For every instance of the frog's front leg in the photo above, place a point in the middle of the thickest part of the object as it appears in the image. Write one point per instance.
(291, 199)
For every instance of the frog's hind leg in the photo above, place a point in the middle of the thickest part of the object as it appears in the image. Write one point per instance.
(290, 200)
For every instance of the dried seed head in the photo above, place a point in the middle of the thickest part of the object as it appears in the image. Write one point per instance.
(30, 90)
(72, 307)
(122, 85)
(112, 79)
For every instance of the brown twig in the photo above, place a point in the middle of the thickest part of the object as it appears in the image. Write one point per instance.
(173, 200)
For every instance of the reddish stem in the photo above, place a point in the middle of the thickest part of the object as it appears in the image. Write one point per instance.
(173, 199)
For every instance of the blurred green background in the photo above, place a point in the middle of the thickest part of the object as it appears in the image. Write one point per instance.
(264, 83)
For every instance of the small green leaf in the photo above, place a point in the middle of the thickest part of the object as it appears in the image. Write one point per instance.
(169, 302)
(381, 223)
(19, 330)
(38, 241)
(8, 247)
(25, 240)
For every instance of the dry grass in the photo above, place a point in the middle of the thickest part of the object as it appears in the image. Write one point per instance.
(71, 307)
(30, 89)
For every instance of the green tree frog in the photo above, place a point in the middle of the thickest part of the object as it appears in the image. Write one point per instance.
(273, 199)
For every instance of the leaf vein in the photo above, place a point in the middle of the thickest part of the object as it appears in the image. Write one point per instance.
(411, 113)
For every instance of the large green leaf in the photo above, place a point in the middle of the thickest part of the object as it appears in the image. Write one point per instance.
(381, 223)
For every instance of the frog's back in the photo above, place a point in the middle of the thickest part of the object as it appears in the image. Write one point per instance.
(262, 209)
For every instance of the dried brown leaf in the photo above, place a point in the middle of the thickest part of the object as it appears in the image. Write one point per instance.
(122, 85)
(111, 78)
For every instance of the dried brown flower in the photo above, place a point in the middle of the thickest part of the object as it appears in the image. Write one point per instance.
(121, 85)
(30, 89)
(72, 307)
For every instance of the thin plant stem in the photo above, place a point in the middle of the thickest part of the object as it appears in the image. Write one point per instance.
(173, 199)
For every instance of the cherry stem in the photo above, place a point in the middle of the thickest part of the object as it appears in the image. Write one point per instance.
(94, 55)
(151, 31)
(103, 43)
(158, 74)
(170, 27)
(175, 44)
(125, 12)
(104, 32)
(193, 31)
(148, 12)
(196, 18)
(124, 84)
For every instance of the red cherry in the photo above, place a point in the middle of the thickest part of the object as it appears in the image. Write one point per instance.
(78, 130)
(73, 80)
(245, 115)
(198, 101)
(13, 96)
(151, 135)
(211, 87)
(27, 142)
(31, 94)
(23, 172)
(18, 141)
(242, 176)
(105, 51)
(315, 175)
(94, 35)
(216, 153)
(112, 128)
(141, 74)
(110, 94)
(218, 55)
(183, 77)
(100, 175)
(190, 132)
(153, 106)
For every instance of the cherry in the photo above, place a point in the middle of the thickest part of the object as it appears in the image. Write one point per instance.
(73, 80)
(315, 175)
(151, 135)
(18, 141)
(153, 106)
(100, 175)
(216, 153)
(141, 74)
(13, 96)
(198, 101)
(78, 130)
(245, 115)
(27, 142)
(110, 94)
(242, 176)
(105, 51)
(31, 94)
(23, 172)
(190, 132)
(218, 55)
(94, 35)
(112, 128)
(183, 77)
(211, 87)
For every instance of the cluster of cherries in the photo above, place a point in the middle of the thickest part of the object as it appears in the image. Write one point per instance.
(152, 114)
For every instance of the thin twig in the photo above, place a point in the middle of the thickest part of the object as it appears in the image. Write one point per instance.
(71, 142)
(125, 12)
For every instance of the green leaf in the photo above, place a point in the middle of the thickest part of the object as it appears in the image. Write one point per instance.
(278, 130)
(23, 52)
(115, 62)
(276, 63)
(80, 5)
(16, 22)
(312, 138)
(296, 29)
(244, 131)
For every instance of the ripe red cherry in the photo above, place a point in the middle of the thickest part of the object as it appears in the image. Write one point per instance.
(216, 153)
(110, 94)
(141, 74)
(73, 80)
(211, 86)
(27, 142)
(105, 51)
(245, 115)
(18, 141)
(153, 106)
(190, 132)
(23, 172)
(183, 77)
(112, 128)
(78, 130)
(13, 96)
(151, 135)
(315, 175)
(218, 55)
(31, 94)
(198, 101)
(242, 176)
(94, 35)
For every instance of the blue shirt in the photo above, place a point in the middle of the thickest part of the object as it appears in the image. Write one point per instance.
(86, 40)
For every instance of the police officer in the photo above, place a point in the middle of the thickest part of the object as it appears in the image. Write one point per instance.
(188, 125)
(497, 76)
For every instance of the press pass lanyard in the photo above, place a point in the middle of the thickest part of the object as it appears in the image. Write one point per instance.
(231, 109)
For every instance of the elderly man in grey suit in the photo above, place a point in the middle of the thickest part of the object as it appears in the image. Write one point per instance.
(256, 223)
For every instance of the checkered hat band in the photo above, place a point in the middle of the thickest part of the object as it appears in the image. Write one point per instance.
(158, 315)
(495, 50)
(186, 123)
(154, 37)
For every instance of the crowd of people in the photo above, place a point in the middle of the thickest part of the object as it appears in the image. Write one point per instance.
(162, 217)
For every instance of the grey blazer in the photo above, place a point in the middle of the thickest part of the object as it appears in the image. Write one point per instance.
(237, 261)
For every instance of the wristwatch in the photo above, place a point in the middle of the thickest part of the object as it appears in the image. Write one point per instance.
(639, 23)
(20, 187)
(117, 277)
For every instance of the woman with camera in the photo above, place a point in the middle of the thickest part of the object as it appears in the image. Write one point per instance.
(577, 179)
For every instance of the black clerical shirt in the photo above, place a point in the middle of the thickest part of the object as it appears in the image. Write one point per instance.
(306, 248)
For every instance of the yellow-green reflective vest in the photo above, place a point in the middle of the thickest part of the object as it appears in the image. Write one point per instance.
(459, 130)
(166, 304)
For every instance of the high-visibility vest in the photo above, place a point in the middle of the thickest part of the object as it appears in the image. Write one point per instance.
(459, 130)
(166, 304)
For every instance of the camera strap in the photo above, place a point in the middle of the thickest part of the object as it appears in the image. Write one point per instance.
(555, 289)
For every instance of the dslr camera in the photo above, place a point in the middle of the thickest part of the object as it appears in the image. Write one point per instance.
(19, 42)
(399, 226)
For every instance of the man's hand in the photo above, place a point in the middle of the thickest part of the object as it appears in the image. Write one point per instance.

_ _ _ _ _ _ _

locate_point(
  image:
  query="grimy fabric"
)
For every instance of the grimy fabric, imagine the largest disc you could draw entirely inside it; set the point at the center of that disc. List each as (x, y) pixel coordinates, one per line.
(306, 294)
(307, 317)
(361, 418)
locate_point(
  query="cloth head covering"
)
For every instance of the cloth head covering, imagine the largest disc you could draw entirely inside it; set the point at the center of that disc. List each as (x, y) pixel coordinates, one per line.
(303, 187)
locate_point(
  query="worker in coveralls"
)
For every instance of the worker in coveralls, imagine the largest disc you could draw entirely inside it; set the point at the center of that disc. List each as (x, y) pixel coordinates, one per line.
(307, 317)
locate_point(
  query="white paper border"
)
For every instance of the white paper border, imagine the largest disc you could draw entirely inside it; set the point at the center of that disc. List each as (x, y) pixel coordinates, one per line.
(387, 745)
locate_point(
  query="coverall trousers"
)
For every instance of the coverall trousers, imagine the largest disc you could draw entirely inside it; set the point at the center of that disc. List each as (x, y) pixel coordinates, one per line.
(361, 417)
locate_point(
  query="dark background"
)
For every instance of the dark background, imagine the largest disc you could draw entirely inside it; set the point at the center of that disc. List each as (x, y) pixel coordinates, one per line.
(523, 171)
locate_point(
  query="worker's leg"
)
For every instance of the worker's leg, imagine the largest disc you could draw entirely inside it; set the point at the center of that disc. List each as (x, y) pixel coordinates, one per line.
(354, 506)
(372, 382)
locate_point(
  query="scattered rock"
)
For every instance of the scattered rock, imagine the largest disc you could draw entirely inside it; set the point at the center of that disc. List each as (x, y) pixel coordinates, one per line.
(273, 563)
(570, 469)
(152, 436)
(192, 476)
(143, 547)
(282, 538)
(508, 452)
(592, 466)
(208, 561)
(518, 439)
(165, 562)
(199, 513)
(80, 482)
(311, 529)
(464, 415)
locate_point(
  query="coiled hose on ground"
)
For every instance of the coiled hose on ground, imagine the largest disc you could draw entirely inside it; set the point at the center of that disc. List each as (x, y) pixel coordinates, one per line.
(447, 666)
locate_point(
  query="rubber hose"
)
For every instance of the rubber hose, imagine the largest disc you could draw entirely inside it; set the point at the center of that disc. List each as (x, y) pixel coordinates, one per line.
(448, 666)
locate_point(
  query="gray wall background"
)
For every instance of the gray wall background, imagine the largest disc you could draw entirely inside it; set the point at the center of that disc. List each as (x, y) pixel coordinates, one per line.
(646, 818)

_ _ _ _ _ _ _

About this task: Using the material above, copy every line in which the string "query" occurs.

Solution to the problem:
  query="grimy fabric"
  query="cloth head covering"
  query="worker in coveralls"
  query="white paper border"
  query="coverall trousers"
  query="dark background"
  query="worker's leg"
  query="scattered rock"
  query="coiled hose on ground"
  query="rubber hose"
  query="gray wall background"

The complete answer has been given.